**What is required**
Starting with the line where "Where can you find the grass in" appears, print every line through the end of the entries below exactly as it stands, and leave out the pictures.

════════════════════

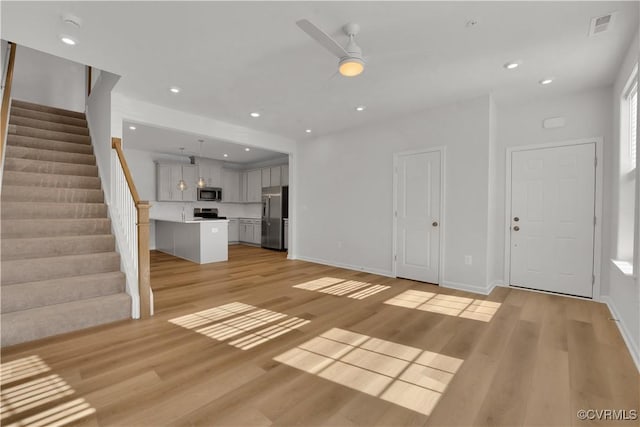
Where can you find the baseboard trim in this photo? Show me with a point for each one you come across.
(468, 288)
(634, 350)
(346, 266)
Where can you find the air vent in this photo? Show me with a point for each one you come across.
(600, 24)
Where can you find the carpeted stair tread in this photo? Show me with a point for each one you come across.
(50, 180)
(25, 296)
(29, 325)
(47, 125)
(42, 166)
(31, 210)
(35, 269)
(46, 109)
(49, 134)
(48, 144)
(14, 151)
(48, 117)
(17, 193)
(55, 246)
(26, 228)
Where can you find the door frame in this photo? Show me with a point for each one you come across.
(597, 231)
(442, 150)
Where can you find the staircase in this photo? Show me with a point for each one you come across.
(60, 271)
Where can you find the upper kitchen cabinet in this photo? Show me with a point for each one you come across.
(168, 177)
(212, 174)
(254, 186)
(231, 186)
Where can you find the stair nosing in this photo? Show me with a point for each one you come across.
(85, 128)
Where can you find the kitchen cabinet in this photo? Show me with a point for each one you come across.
(212, 174)
(167, 177)
(234, 231)
(254, 186)
(231, 186)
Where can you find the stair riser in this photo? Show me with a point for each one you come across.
(17, 210)
(26, 296)
(48, 144)
(54, 268)
(50, 155)
(49, 134)
(50, 180)
(40, 124)
(39, 166)
(15, 249)
(45, 109)
(47, 117)
(26, 228)
(31, 325)
(11, 193)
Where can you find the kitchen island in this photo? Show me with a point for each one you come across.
(199, 240)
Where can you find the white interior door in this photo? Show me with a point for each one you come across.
(552, 219)
(418, 216)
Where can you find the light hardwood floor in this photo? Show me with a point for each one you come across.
(535, 361)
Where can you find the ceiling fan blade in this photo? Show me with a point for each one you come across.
(323, 38)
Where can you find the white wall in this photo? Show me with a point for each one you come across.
(623, 291)
(48, 80)
(99, 119)
(143, 169)
(345, 191)
(587, 114)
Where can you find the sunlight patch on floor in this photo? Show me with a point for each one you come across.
(18, 396)
(340, 287)
(400, 374)
(449, 305)
(237, 319)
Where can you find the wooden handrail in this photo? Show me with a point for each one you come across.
(6, 98)
(116, 144)
(142, 207)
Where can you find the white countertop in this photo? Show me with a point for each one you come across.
(187, 220)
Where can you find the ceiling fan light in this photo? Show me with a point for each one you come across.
(351, 67)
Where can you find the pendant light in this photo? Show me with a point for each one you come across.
(182, 185)
(201, 182)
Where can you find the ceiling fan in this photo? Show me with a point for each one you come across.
(350, 62)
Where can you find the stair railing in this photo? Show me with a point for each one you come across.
(131, 215)
(6, 101)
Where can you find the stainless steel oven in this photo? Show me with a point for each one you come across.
(210, 194)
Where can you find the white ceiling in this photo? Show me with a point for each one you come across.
(149, 138)
(231, 58)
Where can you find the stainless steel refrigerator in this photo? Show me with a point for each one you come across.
(274, 209)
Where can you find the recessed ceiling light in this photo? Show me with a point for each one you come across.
(68, 40)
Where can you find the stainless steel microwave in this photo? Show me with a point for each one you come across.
(210, 194)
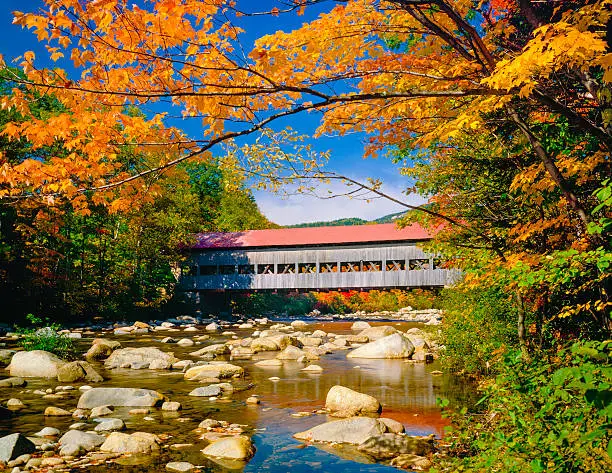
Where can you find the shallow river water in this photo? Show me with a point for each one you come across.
(407, 391)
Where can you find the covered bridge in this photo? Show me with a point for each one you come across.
(315, 258)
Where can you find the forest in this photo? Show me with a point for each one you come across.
(499, 112)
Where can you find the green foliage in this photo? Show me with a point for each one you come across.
(549, 413)
(479, 324)
(44, 335)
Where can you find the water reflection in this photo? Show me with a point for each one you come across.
(407, 392)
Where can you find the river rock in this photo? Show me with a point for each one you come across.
(344, 402)
(215, 350)
(6, 356)
(15, 445)
(241, 353)
(74, 442)
(101, 348)
(209, 424)
(354, 430)
(179, 467)
(391, 346)
(13, 382)
(35, 364)
(310, 341)
(238, 447)
(76, 371)
(213, 370)
(135, 357)
(100, 411)
(206, 391)
(264, 344)
(389, 445)
(269, 363)
(52, 411)
(171, 406)
(411, 462)
(110, 424)
(130, 397)
(15, 404)
(393, 425)
(213, 327)
(374, 333)
(290, 353)
(138, 442)
(47, 432)
(360, 325)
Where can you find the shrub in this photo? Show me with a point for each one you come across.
(47, 338)
(479, 324)
(548, 413)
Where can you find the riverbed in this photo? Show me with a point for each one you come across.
(406, 390)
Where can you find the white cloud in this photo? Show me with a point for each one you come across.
(302, 208)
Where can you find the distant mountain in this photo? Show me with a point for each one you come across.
(349, 221)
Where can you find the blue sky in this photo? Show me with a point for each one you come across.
(346, 151)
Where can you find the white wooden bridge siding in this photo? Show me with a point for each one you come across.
(319, 256)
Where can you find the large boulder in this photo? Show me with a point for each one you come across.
(101, 348)
(214, 350)
(213, 370)
(75, 442)
(386, 446)
(5, 357)
(131, 397)
(264, 344)
(360, 325)
(291, 353)
(13, 446)
(344, 402)
(354, 430)
(76, 371)
(138, 442)
(206, 391)
(238, 447)
(374, 333)
(391, 346)
(35, 364)
(14, 382)
(140, 357)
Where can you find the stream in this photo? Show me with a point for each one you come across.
(407, 391)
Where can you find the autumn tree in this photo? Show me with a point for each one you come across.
(410, 73)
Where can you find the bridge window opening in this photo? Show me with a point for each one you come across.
(372, 266)
(227, 269)
(328, 267)
(265, 269)
(188, 270)
(418, 264)
(246, 269)
(396, 265)
(208, 270)
(353, 267)
(308, 268)
(286, 268)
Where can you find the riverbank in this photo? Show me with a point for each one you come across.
(257, 382)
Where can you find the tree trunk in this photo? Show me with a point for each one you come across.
(552, 169)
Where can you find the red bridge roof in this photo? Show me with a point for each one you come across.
(386, 232)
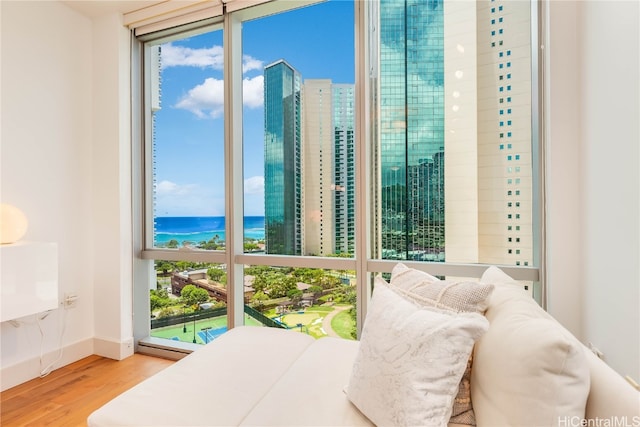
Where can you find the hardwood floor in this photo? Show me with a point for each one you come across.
(68, 395)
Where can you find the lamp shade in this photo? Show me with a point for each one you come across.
(13, 224)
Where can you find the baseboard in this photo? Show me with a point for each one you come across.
(116, 350)
(27, 370)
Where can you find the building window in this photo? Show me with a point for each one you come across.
(287, 203)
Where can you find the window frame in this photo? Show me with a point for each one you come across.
(233, 255)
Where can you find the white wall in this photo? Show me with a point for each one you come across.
(610, 115)
(113, 284)
(594, 185)
(46, 154)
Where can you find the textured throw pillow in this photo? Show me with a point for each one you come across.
(459, 296)
(463, 296)
(527, 369)
(411, 358)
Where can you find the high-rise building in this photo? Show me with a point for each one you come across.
(455, 149)
(343, 133)
(282, 159)
(318, 167)
(411, 130)
(321, 153)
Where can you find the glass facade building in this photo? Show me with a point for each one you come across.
(282, 159)
(344, 167)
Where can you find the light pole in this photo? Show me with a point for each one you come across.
(206, 334)
(194, 327)
(184, 319)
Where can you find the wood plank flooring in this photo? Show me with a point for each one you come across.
(67, 396)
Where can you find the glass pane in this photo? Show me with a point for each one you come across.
(299, 130)
(313, 301)
(186, 110)
(453, 150)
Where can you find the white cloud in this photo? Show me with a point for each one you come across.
(254, 185)
(174, 56)
(207, 99)
(250, 63)
(212, 57)
(187, 200)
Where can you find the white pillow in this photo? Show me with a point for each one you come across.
(527, 369)
(425, 289)
(410, 361)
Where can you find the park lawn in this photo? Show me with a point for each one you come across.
(177, 331)
(321, 308)
(343, 324)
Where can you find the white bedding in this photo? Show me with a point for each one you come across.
(250, 376)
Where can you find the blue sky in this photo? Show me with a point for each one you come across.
(189, 173)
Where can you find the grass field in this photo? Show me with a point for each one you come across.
(309, 319)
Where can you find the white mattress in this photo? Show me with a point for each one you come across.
(248, 376)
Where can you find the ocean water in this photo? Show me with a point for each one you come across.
(202, 228)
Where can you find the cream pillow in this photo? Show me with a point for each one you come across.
(410, 361)
(459, 296)
(527, 369)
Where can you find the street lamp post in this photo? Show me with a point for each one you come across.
(184, 318)
(194, 327)
(206, 334)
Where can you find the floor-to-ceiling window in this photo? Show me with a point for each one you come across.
(286, 162)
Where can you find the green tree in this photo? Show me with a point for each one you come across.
(193, 295)
(164, 267)
(250, 246)
(295, 295)
(159, 299)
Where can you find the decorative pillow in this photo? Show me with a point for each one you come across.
(425, 289)
(462, 412)
(527, 369)
(410, 361)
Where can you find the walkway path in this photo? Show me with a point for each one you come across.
(326, 322)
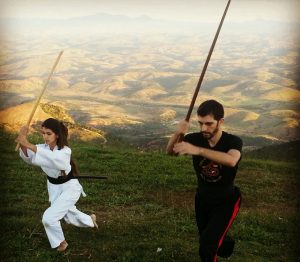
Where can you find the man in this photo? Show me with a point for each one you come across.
(216, 155)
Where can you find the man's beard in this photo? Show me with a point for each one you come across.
(210, 135)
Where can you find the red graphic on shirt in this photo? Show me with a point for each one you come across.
(210, 171)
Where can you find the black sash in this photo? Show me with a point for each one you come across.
(61, 179)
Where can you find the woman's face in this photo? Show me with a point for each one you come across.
(50, 137)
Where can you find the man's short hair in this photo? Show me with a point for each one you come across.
(211, 107)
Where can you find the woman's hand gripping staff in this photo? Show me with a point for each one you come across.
(22, 140)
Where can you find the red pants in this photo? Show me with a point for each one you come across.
(213, 222)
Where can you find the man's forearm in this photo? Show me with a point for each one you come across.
(172, 141)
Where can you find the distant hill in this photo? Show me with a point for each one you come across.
(287, 152)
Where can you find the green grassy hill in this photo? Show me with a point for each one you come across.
(145, 204)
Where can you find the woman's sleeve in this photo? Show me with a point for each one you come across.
(57, 159)
(28, 158)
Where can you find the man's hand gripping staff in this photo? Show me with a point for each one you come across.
(183, 128)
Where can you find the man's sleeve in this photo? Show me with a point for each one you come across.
(236, 143)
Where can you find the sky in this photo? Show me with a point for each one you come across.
(180, 10)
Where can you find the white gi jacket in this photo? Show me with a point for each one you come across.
(52, 163)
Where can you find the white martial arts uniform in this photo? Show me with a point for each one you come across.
(62, 197)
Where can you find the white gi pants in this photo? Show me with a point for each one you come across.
(63, 198)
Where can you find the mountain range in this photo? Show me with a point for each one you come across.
(137, 84)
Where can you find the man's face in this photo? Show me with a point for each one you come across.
(209, 126)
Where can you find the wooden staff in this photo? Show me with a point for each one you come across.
(187, 118)
(41, 94)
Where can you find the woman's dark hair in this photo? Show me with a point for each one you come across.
(61, 131)
(211, 107)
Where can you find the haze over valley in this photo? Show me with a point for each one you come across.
(135, 84)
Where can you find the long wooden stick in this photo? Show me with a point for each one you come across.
(41, 94)
(188, 115)
(187, 118)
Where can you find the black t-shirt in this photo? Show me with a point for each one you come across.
(215, 181)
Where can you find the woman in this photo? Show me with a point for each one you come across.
(54, 157)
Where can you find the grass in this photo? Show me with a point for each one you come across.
(145, 204)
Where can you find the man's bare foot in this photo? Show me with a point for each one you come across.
(93, 216)
(62, 246)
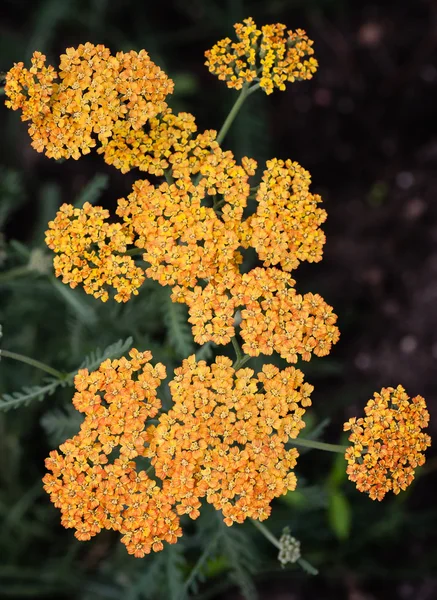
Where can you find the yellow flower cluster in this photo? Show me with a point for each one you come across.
(286, 226)
(91, 252)
(93, 95)
(191, 233)
(276, 318)
(224, 437)
(387, 444)
(270, 56)
(94, 479)
(169, 143)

════════════════════

**Answer to this exercise**
Where can you find the grass in this photo? Show me with a point for each one you come across.
(145, 204)
Where can you find the man's bare foot in this photo? Show me with a point for each one you come across.
(93, 216)
(62, 246)
Where can you find the yellow flower cluster in this photo? Show me with a point for each one you come across.
(286, 226)
(91, 252)
(93, 95)
(191, 233)
(276, 318)
(224, 437)
(387, 444)
(270, 56)
(94, 479)
(169, 143)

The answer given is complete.